■ **EXERCISE TASK**:
The records below must be copied in full; omit the images.

■ **Labeled-object pointing entries**:
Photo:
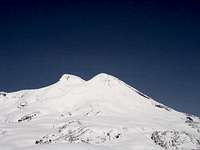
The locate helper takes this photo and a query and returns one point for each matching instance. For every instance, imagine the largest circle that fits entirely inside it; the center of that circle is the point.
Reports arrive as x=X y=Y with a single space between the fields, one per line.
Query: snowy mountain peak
x=101 y=111
x=104 y=78
x=71 y=79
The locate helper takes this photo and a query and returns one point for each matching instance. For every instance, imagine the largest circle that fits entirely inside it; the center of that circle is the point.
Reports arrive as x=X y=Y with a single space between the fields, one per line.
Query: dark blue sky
x=152 y=45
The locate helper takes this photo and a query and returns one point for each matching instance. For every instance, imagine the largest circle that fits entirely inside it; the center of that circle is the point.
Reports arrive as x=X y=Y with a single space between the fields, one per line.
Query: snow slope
x=101 y=111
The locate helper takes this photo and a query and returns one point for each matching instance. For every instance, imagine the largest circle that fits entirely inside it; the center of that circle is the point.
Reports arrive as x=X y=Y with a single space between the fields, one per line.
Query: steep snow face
x=101 y=111
x=71 y=79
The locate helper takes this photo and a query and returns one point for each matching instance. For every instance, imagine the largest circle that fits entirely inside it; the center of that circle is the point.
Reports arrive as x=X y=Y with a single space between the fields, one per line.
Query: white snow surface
x=101 y=113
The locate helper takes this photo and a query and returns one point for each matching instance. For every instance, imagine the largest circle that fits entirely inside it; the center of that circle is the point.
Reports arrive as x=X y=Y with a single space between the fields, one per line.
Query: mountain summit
x=101 y=111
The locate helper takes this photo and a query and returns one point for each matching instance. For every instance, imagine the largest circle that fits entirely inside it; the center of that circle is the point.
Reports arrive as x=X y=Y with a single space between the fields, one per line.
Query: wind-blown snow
x=101 y=111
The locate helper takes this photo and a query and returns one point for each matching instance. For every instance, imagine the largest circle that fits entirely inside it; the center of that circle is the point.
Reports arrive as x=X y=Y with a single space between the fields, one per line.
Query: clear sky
x=152 y=45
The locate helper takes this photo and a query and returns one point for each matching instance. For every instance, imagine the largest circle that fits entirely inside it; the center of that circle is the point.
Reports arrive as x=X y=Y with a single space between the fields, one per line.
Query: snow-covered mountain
x=103 y=111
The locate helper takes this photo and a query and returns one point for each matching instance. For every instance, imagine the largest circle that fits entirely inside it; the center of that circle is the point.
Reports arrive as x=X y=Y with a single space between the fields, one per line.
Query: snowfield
x=103 y=113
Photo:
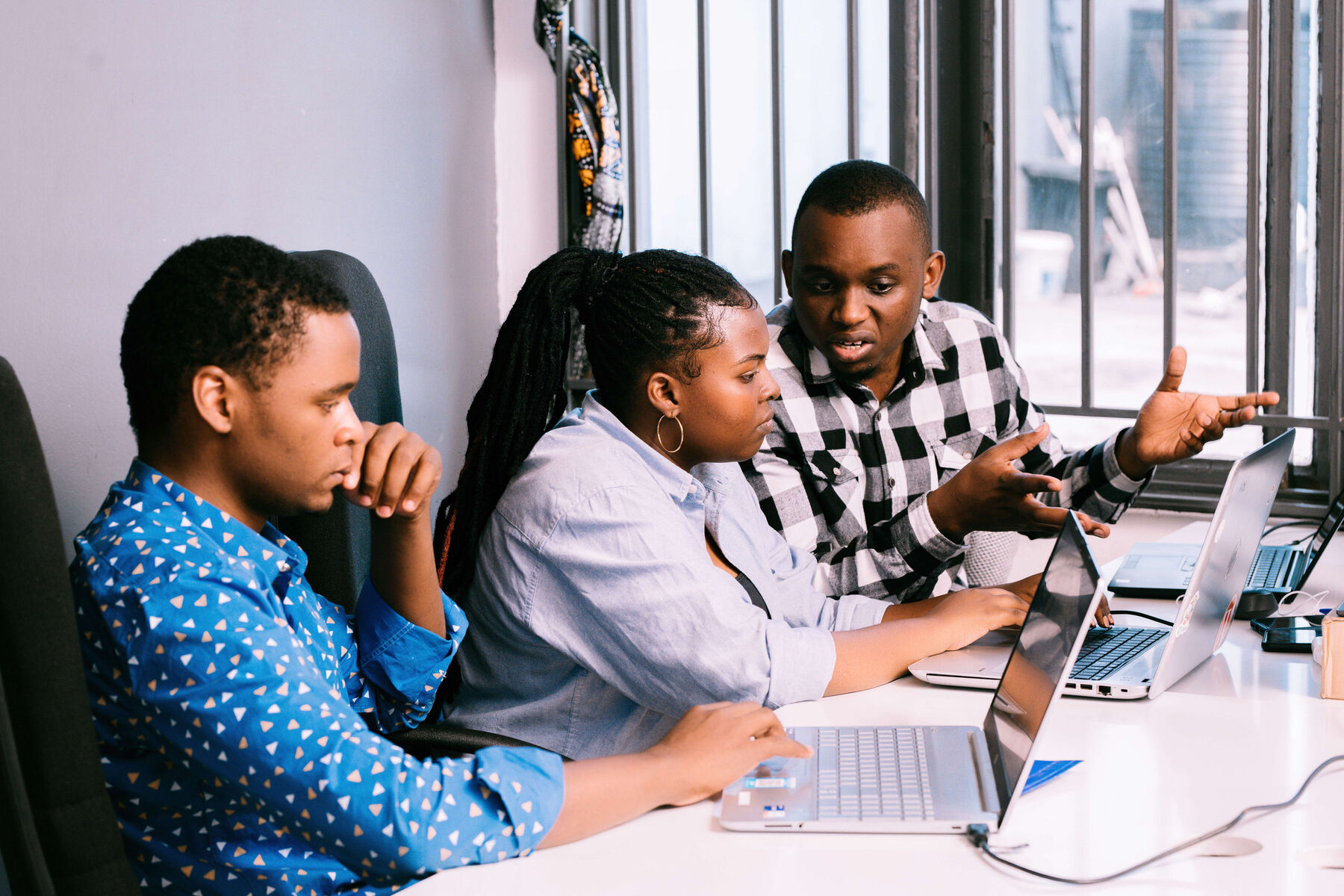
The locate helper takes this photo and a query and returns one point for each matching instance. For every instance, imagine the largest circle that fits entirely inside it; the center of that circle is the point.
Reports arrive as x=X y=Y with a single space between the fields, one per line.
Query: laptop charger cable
x=979 y=836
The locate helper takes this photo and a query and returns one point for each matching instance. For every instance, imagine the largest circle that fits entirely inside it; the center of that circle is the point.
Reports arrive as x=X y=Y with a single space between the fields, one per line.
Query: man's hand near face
x=991 y=494
x=1175 y=425
x=394 y=473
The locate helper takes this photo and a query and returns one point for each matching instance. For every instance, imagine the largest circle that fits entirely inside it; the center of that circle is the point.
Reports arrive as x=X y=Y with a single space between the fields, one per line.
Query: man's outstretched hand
x=991 y=494
x=1175 y=425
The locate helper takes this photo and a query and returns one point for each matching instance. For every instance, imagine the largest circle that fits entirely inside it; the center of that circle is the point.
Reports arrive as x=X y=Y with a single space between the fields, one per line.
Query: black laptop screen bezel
x=1070 y=539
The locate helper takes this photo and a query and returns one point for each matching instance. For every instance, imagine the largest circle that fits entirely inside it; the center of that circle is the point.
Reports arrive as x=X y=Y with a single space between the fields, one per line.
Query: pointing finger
x=1031 y=482
x=356 y=465
x=1250 y=399
x=1175 y=371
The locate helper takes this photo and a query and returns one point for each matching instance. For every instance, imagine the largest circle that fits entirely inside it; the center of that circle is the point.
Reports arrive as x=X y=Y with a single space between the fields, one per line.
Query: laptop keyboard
x=873 y=773
x=1105 y=650
x=1268 y=570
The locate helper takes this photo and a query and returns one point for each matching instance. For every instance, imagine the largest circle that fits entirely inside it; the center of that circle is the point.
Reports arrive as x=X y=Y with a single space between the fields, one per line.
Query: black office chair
x=58 y=832
x=337 y=541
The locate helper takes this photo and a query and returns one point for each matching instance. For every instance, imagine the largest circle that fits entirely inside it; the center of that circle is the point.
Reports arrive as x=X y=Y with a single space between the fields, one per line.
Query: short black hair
x=231 y=301
x=858 y=187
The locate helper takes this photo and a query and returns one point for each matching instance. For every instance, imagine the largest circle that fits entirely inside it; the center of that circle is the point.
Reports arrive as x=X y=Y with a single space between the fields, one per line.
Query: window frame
x=959 y=108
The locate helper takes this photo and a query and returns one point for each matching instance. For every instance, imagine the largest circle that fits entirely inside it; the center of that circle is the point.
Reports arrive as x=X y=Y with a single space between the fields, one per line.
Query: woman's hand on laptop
x=969 y=615
x=706 y=751
x=715 y=744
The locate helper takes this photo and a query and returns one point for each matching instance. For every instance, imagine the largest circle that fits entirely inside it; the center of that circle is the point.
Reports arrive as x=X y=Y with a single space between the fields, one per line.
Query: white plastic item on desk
x=1332 y=656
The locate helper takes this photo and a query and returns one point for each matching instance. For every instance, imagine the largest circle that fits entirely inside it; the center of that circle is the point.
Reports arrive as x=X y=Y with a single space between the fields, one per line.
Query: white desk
x=1243 y=729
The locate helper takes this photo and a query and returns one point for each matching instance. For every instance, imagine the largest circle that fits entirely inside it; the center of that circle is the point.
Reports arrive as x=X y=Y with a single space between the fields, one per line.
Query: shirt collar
x=270 y=550
x=679 y=484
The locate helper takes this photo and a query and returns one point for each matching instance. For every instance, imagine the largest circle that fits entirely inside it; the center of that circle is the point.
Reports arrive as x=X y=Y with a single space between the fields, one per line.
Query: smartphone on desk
x=1287 y=635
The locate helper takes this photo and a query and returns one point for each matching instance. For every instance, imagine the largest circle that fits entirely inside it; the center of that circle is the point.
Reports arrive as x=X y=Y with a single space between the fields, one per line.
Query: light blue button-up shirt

■ **TASK SOLUTION**:
Photo:
The locate helper takes this photo and a query and returns one point for each matching instance. For every instance, imagine the largest circle that fits entirely inside it; the center of that circle is the point.
Reports arrive as x=X y=Y with a single space between the fields, one per line.
Query: snowy mountain peak
x=101 y=111
x=104 y=78
x=71 y=79
The locate helper takes this photo and a query and returns one point for each matching instance. For every instance, imagine the largest circle that fits entirely inside it; the center of that circle is the point.
Reports arrive as x=X y=Y with a single space between the fields, one per line.
Query: dark blue sky
x=152 y=45
The locate helper takes this photo and a query and returns one point for each matching instance. For every instance, imagine the largest circle that fits entirely inside it; the center of that circle is the point.
Reports arrive as x=X y=Y with a single space between the fields, one per line.
Query: snow slope
x=101 y=111
The locate helper takes this photo and a query and returns one point for each matching instance. For every instance, imagine the largest circle that fits entirely inside it; the center of that circle is the point.
Reports arrive as x=X y=Y with a single space between the fields, one per line.
Query: steep snow face
x=101 y=111
x=71 y=79
The locate helper takes this photo and a query and returns one point for each matching instance. For every instance, imagine the largest circle that fits entirely inside it; the center of that circle is the point.
Reports arrive as x=X y=Y with a single space between the fields, one per line.
Query: white snow surface
x=101 y=113
The locate helper takes this photo and a query and returns one point for each matching instance. For every instance, imagine the largest circle that fits entirely inside it; the center of that circle is the point.
Reports arrive as x=X y=Y with a single space between the fields, one per line.
Query: mountain summit
x=101 y=111
The locate helper takes this photo and a query and returns one point for each matching instance. For every instance, imagine the largest circle that fits entirely inside it; the center of that circle is the point.
Reports arrive as x=X y=Y with a single space between the fields, one per line.
Query: wind-blown snow
x=101 y=111
The locate helper takes this photo and a query and returns one point for each matching instance. For every instance, imagine the largest circle that fits entirely inside it; the center of that circle is the point.
Reports arrive as x=X y=Y with a single space between the fields, one per line.
Query: clear sky
x=152 y=45
The locate helper takes this photo and a query and returns one point for each matching instance. For every instance, imagine the largest circle that fits entirely inside it; the center of that circle is the point.
Reports arrive as x=X y=Y with a single space between the fields, one per line.
Query: snow-covered mountain
x=103 y=111
The locate helper takes this photo and a query and returns one point for each matching instance. For every instance, imagine the largest circle that fits entirely inside it; the center of that circle is the point.
Reports arrive as x=X y=Y with a single space between the fields, one per line.
Query: snowfield
x=103 y=113
Photo:
The locate helper takes this photo and a query and returns one point for each matching instance. For every instance, imagine the largest circle that fits entirely inside it; the center of that circle is the point.
Reports arrive as x=X y=Y with a single space between the fields, one per line.
Query: laptop charger cable
x=979 y=836
The locate helper takes this photo and a query and returns one point for each matching instance. For every instance, imagine the largest circle that fits entirely inside it; the center of that circle is the point.
Reports arrive as x=X y=Y with a single space between the fields, one per line.
Query: man's hand near face
x=991 y=494
x=1175 y=425
x=394 y=473
The locate helper takes this photo and a query and returns one point for each matching instance. For every instance, imagine the largest circle that fits entirely inside it; the center of that circle is the point.
Reports arrive as x=X y=Y with a single space between the fields, one per line.
Query: man's outstretched hand
x=991 y=494
x=1175 y=425
The locate helper takes this photo and a query and returns one point for each matching instance. For every instance, imagine the largest circle that fits entirely inside it; the center of that circle is the point.
Reports arrive as x=X y=Y with a single space between the fields, one per line.
Query: black laptop screen bezel
x=1070 y=539
The locate helper takes this photo and a query and returns one point for each matching instance. For every instance, imagine the largest circle that fits entirely inside it; the center of that circle is the point.
Reports arrive as x=X y=Y with a single space between the fields, one per line.
Query: pointing finger
x=1031 y=482
x=356 y=465
x=1250 y=399
x=1175 y=371
The locate helper takes this photo and a query and returns one point for each matching instance. For every instance, imagine the largest circle that fits entirely inside it; the center of that circle is the point.
Reports arrive as x=X y=Y with a single space between the fields, one per line.
Query: laptop keyboard
x=873 y=773
x=1105 y=650
x=1268 y=570
The locate helper takes this photo and a query and returns one point for each matching instance. For every instance, imagine the largest circle that fits entirely inside it; the center of that circle is the point.
Reports arrive as x=X y=Y with a single space between the fields, one per line.
Query: black office chair
x=58 y=832
x=337 y=541
The locate helper takes this photo and a query and returns one point for each matching instance. For every instance, imagine the largest circle that fits entirely inside it; the center of that circle is the point.
Reports arrive as x=X y=Y with a single space between the fields, one per line.
Query: short black hair
x=231 y=301
x=858 y=187
The locate helper takes this photo and a query and returns one point for each matching instance. For every instance, imagine the largest circle that fits entirely inside it; the center of that circle is the point.
Reports arrive as x=X y=Y with a single space between the fields, one per line.
Query: window frame
x=959 y=108
The locate helper takes this photo and a query and returns one point for each matching instance. For every instance, imagine the largest circle that fits entirely inside it; the center of that circle is the point.
Reports arrive as x=X y=Y with a single space between the fields, one per line.
Query: woman's hand on laptop
x=969 y=615
x=706 y=751
x=715 y=744
The locate helper takes this photo and a query and returns one point for each matching instance. For every instance, imagine the largest circle that fits entirely inside it; the center of that circle is the point.
Reports arrive as x=X y=Y with a single space between the fields, one per line.
Query: white plastic item on desk
x=1332 y=656
The locate helper takes this photo and a query and returns one point for each matching instance. For every instance, imagine the largest circle that fits entirely inside it; the center of that circle is the point.
Reports arrive as x=X y=Y with a single space between the fields, one per line.
Query: white desk
x=1243 y=729
The locate helper takes this photo and a query and returns one point for each matching instance. For every instance, imagine the largest circle that fits entirely inside it; the center of that circle is the point.
Reports arrive as x=X y=Y with a single space between the fields, one per line.
Query: shirt collar
x=270 y=550
x=679 y=484
The locate helper takes this photo and a query and returns one point for each matching instance. For every instance, imagine the largest circle that fits entirely inside it; the center of that circle is the point.
Reports arrive as x=X y=Y with a single space between the fields, one per line.
Query: smartphone on desk
x=1287 y=635
The locate helper takes this photo and a query and returns one point for each matching instance. For every instance, imagine the largest circle that fits entirely inside it; the center of that circle is the point.
Reports arrive as x=X y=Y with a single space between the fields, one per line.
Query: light blue button-up shirt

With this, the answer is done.